> Exercise objective
An exact, line-by-line copy is needed, beginning at the line with "</instance>" and ending at the last line of the listing below.

> Entries shown
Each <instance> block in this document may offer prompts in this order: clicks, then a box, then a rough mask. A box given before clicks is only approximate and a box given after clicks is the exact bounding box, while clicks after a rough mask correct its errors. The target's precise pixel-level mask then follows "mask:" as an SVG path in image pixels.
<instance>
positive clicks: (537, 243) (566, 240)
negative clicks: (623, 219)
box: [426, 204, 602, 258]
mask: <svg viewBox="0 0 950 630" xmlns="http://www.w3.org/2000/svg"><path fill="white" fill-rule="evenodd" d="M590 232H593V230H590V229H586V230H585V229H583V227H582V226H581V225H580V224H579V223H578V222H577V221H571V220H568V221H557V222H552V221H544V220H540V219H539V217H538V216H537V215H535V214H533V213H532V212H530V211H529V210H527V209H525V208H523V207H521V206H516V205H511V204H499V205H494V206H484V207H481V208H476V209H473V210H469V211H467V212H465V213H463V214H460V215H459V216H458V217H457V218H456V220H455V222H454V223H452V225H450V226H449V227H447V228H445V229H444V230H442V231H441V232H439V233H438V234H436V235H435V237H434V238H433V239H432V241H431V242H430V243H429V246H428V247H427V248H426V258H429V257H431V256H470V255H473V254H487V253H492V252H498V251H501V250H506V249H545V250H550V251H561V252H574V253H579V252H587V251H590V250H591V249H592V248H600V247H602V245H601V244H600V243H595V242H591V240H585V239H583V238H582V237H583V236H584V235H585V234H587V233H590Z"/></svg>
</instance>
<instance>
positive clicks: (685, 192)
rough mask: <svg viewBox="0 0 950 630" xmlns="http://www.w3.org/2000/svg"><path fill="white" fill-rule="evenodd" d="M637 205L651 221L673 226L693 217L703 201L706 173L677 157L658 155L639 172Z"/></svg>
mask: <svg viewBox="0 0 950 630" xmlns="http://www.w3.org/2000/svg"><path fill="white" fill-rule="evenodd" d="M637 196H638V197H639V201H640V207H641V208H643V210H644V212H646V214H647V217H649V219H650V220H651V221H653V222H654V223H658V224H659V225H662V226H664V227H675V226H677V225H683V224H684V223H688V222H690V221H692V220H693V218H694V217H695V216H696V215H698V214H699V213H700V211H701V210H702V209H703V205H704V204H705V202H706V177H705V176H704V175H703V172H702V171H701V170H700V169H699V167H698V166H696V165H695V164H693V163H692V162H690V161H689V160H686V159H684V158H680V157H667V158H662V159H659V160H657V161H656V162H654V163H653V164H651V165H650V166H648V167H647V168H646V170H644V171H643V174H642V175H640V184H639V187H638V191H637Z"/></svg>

> Task result
</instance>
<instance>
positive clicks: (685, 192)
rough mask: <svg viewBox="0 0 950 630" xmlns="http://www.w3.org/2000/svg"><path fill="white" fill-rule="evenodd" d="M637 205L651 221L673 226L693 217L703 201L706 173L677 157L658 155L639 172Z"/></svg>
mask: <svg viewBox="0 0 950 630" xmlns="http://www.w3.org/2000/svg"><path fill="white" fill-rule="evenodd" d="M637 196H638V197H639V201H640V207H641V208H643V210H644V212H646V214H647V217H649V219H650V220H651V221H653V222H654V223H658V224H659V225H662V226H664V227H675V226H677V225H683V224H684V223H688V222H690V221H692V220H693V218H694V217H695V216H696V215H698V214H699V213H700V211H701V210H702V209H703V205H704V204H705V202H706V177H705V176H704V175H703V172H702V171H701V170H700V169H699V167H698V166H696V165H695V164H693V163H692V162H690V161H689V160H686V159H684V158H680V157H667V158H662V159H659V160H657V161H656V162H654V163H653V164H651V165H650V166H648V167H647V168H646V170H644V171H643V174H642V175H640V184H639V187H638V191H637Z"/></svg>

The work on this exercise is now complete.